╔══
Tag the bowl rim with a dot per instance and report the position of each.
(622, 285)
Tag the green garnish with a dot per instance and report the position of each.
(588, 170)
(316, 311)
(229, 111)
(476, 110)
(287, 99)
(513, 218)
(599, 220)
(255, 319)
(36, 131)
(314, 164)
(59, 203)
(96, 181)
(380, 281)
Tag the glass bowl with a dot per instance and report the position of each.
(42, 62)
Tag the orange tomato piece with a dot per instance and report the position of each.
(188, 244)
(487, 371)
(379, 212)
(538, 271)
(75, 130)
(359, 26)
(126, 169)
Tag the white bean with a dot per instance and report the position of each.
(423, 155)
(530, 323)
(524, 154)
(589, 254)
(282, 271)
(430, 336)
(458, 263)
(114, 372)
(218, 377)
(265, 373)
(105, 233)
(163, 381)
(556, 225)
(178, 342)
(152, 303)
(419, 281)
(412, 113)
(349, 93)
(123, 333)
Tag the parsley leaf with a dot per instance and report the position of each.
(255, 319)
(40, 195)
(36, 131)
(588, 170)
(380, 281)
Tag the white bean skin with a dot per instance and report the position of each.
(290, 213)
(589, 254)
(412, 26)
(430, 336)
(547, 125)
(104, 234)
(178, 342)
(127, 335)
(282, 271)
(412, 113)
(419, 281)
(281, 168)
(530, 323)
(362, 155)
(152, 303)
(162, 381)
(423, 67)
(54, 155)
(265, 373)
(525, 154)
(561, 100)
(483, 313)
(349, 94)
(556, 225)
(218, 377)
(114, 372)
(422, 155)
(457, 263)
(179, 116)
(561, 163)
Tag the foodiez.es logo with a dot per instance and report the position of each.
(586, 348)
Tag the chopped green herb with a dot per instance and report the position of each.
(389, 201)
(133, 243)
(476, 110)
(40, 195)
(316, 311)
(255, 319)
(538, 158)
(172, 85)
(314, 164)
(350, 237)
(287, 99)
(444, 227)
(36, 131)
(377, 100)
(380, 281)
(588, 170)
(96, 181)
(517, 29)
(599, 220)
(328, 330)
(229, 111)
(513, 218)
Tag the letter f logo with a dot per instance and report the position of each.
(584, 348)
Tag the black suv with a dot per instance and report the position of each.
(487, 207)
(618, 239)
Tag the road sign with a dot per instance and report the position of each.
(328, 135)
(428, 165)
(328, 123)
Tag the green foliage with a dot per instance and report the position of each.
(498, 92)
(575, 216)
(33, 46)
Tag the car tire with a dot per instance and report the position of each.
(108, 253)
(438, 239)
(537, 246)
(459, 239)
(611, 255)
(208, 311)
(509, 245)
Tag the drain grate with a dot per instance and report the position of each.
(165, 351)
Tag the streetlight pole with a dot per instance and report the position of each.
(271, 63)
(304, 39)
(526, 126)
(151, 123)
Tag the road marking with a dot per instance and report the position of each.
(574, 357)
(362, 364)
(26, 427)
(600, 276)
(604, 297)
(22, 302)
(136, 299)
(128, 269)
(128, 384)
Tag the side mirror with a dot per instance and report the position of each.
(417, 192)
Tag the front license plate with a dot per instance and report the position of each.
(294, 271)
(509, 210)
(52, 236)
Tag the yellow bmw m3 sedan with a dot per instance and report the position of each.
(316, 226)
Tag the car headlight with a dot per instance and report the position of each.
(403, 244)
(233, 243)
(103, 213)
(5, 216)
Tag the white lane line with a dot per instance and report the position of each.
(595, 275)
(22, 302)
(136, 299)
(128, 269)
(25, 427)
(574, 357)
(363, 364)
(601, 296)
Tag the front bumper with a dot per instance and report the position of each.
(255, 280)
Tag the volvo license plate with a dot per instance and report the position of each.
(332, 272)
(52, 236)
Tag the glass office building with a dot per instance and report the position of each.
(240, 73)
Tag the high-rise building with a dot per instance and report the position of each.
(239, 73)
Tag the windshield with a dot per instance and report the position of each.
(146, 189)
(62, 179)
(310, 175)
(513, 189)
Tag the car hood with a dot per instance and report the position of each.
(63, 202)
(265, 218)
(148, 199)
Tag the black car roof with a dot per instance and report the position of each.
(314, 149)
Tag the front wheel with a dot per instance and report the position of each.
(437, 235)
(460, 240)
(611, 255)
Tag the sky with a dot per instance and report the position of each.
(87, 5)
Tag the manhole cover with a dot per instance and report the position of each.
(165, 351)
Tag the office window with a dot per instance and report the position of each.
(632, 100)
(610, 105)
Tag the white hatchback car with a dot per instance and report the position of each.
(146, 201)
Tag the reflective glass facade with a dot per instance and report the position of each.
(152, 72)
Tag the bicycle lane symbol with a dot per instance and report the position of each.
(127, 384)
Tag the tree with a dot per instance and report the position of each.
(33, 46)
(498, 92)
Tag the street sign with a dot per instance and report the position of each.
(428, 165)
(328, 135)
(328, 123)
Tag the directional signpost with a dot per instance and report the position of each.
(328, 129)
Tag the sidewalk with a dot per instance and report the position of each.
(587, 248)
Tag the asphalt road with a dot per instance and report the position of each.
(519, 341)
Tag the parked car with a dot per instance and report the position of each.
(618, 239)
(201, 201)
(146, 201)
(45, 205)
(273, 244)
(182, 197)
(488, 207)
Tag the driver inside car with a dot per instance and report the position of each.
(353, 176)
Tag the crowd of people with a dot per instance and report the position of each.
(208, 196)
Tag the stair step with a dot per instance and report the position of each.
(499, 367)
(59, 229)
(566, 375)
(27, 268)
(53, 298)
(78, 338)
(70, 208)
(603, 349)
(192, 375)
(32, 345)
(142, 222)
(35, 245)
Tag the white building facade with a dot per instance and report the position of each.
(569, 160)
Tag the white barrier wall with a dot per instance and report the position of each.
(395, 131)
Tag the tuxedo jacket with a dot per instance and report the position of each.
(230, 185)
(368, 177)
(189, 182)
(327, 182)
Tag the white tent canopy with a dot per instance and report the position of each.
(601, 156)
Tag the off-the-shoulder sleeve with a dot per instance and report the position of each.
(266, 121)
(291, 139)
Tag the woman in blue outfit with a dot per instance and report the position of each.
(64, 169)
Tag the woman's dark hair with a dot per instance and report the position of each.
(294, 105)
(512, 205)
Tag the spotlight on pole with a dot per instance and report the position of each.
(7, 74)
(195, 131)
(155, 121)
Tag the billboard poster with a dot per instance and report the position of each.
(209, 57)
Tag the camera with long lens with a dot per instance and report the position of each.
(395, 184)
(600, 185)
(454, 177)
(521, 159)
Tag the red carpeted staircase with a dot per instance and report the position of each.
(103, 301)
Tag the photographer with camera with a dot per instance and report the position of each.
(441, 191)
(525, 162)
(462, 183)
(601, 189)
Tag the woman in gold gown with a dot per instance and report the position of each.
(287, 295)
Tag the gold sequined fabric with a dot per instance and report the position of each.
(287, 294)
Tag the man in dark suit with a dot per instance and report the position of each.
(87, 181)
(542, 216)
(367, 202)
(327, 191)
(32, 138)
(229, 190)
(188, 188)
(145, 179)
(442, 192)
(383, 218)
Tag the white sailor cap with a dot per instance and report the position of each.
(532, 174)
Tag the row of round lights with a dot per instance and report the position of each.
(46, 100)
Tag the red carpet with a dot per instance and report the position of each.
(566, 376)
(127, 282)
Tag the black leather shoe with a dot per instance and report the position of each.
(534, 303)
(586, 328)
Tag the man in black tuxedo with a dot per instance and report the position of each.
╚══
Return, word for word, every line from the one containing "Tag the black leather" through the final line of the records.

> Result of this task
Tag the black leather shoe with a dot per instance and report the position of each.
(534, 303)
(586, 328)
Tag the man in black tuxedo with a dot per instance and report the position of each.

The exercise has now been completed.